# CONSIGNES ÉCRITES
1: D'après le texte à lire, quel objectif partagent les communistes et les communistes libertaires ?
2: Recopiez le passage du texte à lire qui va de « Les communistes et » jusqu'à « d'exploitation et d'asservissement. » inclus.

# TEXTE À LIRE
# # # #

Communisme ou communisme libertaire? Avant-Garde ou syndicat?
Les communistes et les communistes libertaires ont le même objectif : une société sans classes et sans Etat. De la même manière, communistes et communistes libertaires considèrent que l'objectif de toute activité révolutionnaire est la mise en avant intransigeante de la nécessité de révolution.
Cela les différencie des opportunistes.
« Le mouvement prolétarien a, en raison des particularités fondamentales de cette classe sous le capitalisme, une tendance inflexible à se transformer en lutte âpre pour le tout, pour la victoire complète sur toutes les force ténébreuses d'exploitation et d'asservissement.
Par contre, le mouvement de la bourgeoisie libérale tend pour les mêmes raisons (c'est-à-dire par suite des particularités essentielles de la situation de la bourgeoisie) aux tractations et non à la lutte, à l'opportunisme et non au radicalisme, à l'inventaire modeste des acquisitions les plus réalisables, les plus probables et les plus immédiates, et non à la revendication hardie, résolue et « dépourvue de tact » d'une victoire totale.

# # # #

# DONNÉES EXTRAITES
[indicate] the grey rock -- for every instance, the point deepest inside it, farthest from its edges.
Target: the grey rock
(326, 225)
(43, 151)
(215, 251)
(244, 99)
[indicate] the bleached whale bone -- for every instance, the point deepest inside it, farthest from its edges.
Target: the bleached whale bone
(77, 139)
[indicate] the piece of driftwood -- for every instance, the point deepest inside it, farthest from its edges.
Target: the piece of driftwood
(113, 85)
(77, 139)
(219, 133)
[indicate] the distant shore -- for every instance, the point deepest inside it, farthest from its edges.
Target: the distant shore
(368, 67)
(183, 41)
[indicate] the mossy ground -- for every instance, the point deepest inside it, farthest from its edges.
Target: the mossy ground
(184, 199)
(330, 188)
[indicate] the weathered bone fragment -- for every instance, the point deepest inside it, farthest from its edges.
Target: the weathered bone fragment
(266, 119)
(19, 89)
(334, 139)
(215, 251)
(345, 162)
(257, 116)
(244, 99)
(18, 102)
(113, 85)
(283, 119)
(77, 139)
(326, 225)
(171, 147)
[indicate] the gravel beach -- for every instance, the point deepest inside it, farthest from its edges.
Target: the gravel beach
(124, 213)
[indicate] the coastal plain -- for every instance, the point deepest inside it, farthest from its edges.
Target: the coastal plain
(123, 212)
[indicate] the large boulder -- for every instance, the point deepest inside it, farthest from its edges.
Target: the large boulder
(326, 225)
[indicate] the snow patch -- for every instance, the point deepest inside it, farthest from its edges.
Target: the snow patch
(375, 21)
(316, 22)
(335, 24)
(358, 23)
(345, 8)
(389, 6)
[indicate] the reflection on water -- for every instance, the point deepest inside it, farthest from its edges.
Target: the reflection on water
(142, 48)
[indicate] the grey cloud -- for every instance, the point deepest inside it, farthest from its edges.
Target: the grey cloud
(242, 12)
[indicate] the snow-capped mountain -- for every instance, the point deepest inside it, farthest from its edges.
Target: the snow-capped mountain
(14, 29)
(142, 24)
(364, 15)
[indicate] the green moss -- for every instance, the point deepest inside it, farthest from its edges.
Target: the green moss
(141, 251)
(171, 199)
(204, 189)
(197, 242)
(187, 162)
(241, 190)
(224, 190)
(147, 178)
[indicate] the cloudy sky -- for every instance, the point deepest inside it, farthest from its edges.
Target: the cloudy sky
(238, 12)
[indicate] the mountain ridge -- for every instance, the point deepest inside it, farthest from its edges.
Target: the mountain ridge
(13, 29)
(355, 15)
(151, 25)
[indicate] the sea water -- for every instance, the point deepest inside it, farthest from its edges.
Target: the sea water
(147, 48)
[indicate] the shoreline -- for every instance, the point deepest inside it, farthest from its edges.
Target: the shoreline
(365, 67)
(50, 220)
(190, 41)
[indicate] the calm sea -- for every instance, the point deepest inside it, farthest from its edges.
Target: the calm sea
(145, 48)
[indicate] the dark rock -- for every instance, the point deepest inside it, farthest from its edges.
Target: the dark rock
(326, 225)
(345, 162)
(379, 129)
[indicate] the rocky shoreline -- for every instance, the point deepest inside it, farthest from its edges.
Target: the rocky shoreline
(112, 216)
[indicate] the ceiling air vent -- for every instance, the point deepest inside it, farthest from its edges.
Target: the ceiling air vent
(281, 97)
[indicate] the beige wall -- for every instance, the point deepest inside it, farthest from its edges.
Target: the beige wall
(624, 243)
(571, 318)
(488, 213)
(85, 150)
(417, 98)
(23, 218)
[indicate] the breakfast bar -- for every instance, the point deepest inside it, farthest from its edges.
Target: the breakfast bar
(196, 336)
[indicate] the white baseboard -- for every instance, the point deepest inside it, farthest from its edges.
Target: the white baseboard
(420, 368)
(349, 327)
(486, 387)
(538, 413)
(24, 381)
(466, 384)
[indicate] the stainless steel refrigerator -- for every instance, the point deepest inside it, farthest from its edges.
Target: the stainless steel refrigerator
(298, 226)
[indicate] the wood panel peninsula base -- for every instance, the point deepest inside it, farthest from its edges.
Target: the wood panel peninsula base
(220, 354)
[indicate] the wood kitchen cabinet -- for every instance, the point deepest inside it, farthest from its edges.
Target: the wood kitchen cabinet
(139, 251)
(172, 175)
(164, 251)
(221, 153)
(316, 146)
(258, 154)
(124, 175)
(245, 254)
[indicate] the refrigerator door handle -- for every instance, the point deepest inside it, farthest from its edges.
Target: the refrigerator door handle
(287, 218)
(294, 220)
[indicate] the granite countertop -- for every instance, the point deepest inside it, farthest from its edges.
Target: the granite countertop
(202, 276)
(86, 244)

# # # #

# RÉSULTATS FINAUX
1: Une société sans classes et sans Etat.

2:
Les communistes et les communistes libertaires ont le même objectif : une société sans classes et sans Etat. De la même manière, communistes et communistes libertaires considèrent que l'objectif de toute activité révolutionnaire est la mise en avant intransigeante de la nécessité de révolution.
Cela les différencie des opportunistes.
« Le mouvement prolétarien a, en raison des particularités fondamentales de cette classe sous le capitalisme, une tendance inflexible à se transformer en lutte âpre pour le tout, pour la victoire complète sur toutes les force ténébreuses d'exploitation et d'asservissement.